**TASK TO CARRY OUT**
Scan the records for the word "white". Copy each line that includes it.

*** Opening THE RECORDS ***

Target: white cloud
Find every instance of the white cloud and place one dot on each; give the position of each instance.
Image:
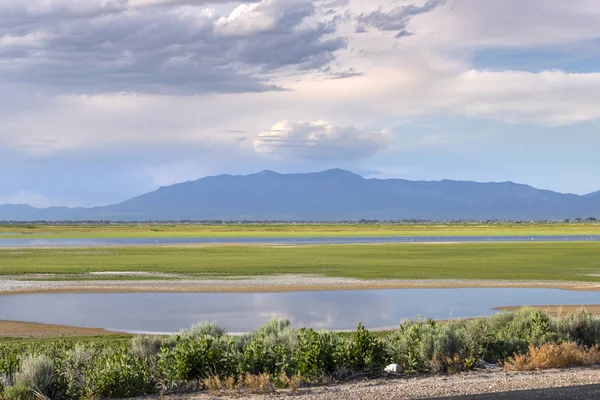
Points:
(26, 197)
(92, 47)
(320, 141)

*** Closing THE RECORDS ***
*** Opening THE RECORDS ***

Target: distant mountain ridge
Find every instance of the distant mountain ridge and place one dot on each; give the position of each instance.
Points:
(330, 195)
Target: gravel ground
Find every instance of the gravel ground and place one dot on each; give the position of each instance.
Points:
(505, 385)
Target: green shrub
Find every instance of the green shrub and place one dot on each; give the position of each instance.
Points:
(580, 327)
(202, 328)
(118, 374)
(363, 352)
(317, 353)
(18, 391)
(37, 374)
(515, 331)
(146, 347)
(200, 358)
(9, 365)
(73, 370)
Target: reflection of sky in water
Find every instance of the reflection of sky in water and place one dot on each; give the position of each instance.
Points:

*** Closing THE RECORDS ***

**FINISHED TASK**
Target: white cloud
Find every instance of the white cloud and place one dot on each; give the position of each instance.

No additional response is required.